**SET OF TASKS**
(1) In the film review below, which movie's CGI does the reviewer compare the jetpack scene to?
(2) Extend the film review below, picking up right after its final line.

-- start of PASSAGE PROVIDED --

The film’s message is a condemnation of consumerism - allowing us to laugh at the ridiculousness of holiday shoppers as they trample each other in the search of the season’s hottest ticket. We’ve all been there - from the Tickle Me Elmo to the Playstation 5, as supply deplete and demand soars. Of course it heads towards an ending in which the kid is the one who teaches everyone a lesson about sharing and what’s really important during the holidays, and everything seems fine when it’s all said and done - Howard realizes the most important thing in the world isn’t actually the mattresses of strangers, but rather his own family, and Sinbad gets to check a Turbo Man action figure into the police that hopefully retains it’s value when he gets out of prison.
If that last part sounds strange, believe me…it is. As Arnold and Sinbad try to get the upper hand on each other in search of Turboman, each commits felonies that would undoubtedly get them sent to the big house for a very, very long time. These include faking a mail bomb inside of an occupied radio station building, giving the police an actual mail bomb which blows up in the hands of an officer who, had this been real life, would have spent Christmas in a fucking grave, and co-opting a Christmas parade in a dangerous display of violence, one that sees Sinbad chase a child up a giant Christmas tree decoration on top of a building which topples and probably should have killed them as Arnold throws uncontrollable projectiles and flies around the crowded streets with an out of control jet pack, even sending him through an apartment window, nearly killing a family as they sit down to eat Christmas Eve dinner. Side note, the jetpack scene has some of the funniest looking late-90’s CGI this side of The Lawnmower Man.
As the film crawls to a close, Turbo Man finally reveals to his wife and son that it was mild mannered mattress salesman Howard Langston all along in a scene that will leave you thinking, “How did they not know that it was him, considering he has a very distinctive face and voice - maybe he doesn’t want to be at home because his family is just really stupid.” Anakin Skywalker decides that Sinbad’s kid might need the toy more than him, so he hands it over. Sinbad is happy that his kid will have a good Christmas, but his joy is short-sighted, as without a doubt, he’ll be spending the foreseeable future behind bars for his various crimes. At least his kid will get an action figure under the tree as a reminder of why his dad can’t join them for Christmas until he’s got a family of his own.
The End.
Lampooning aside, I like Jingle All The Way. Sure, it’s ridiculous, but a lot of kids movies are (I mean, any of the traps in Home Alone would kill a human being). Arnold is having fun and really hamming up his role, Sinbad is pretty funny, and Phil Hartman knocks it out of the park like he always did. If you somehow haven’t seen this and are looking for a holiday movie that your kids will like (my kid has spent a considerable amount of time acting like he’s Turbo Man today) and that you’ll be able to laugh with…or at, this is a solid entry to your Christmas watchlist.
The Laughing Dead (1989).
“I’m not a monster anymore Ivan, you gotta help me.”

-- end of PASSAGE PROVIDED --
-- start of SOURCE MATERIAL --

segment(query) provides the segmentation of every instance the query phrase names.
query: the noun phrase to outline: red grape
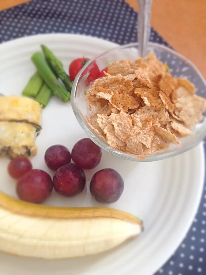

-- end of SOURCE MATERIAL --

**OUTPUTS**
(1) The Lawnmower Man.

(2)
Directed by Somtow Sucharitkul
Written by Somtow Sucharitkul
Starring Tim Sullivan, Wendy Webb, Premika Eaton, Patrick Roskowick, and the Aztec god of death
The Stage.
A bunch of weebs on an archaeological trip to Mexico visit some Mayan ruins and get more than they bargained for when they encounter a zealous group of Mexicans attempting to revive a deadly ancient ritual of their ancestors.
The Review.
Pound for pound, this is one of the weirdest, wildest movies I have ever fucking seen, and I watch a lot of bizarre stuff.
We start out at a church in Tuscon, Arizona, where a group of people are meeting up for a bus ride into Mexico, led by a disenfranchised priest, Father Ezekiel O’Sullivan. He’s got a few secrets, including an affair that he had with a nun named Tess a while back. That’s not a secret for very long, because they come to join the pack on the bus trip. She is a horrible mother and the kid is just an absolute piece of garbage. Also on the trip are a young Asian woman who’s father is dying and a few hippies just trying to get away for the weekend.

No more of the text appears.